* **Task prompt**:
Both the line containing "Inline example from the docs — detect the mint" and the last line of the listing are included: write out exactly the lines from one to the other.

A run of records:
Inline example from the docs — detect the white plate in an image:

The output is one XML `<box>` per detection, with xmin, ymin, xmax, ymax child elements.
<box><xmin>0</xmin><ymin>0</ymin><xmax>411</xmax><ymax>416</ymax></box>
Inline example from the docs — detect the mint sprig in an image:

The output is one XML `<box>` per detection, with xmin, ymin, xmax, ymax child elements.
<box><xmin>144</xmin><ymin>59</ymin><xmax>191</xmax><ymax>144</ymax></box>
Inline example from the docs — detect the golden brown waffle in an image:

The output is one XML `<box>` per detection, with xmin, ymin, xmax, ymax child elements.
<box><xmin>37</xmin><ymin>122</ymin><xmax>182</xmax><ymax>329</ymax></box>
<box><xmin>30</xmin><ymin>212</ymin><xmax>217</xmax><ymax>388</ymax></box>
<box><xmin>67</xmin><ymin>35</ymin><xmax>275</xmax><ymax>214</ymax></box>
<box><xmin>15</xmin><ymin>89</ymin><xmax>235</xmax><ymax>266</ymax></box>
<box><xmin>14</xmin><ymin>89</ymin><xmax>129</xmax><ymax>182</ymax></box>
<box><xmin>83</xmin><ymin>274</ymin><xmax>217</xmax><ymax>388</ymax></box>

* **Reply**:
Inline example from the docs — detect the mint sprig in an image:

The output is one XML `<box>` per detection, with xmin, ymin, xmax, ymax child elements.
<box><xmin>144</xmin><ymin>59</ymin><xmax>191</xmax><ymax>144</ymax></box>
Inline example from the docs — detect the golden brown waffle in an image:

The output is one XML `<box>` per detection, with xmin, ymin, xmax, ymax child elements.
<box><xmin>37</xmin><ymin>122</ymin><xmax>182</xmax><ymax>329</ymax></box>
<box><xmin>30</xmin><ymin>212</ymin><xmax>217</xmax><ymax>388</ymax></box>
<box><xmin>67</xmin><ymin>35</ymin><xmax>275</xmax><ymax>214</ymax></box>
<box><xmin>15</xmin><ymin>89</ymin><xmax>235</xmax><ymax>266</ymax></box>
<box><xmin>14</xmin><ymin>89</ymin><xmax>129</xmax><ymax>182</ymax></box>
<box><xmin>83</xmin><ymin>274</ymin><xmax>217</xmax><ymax>388</ymax></box>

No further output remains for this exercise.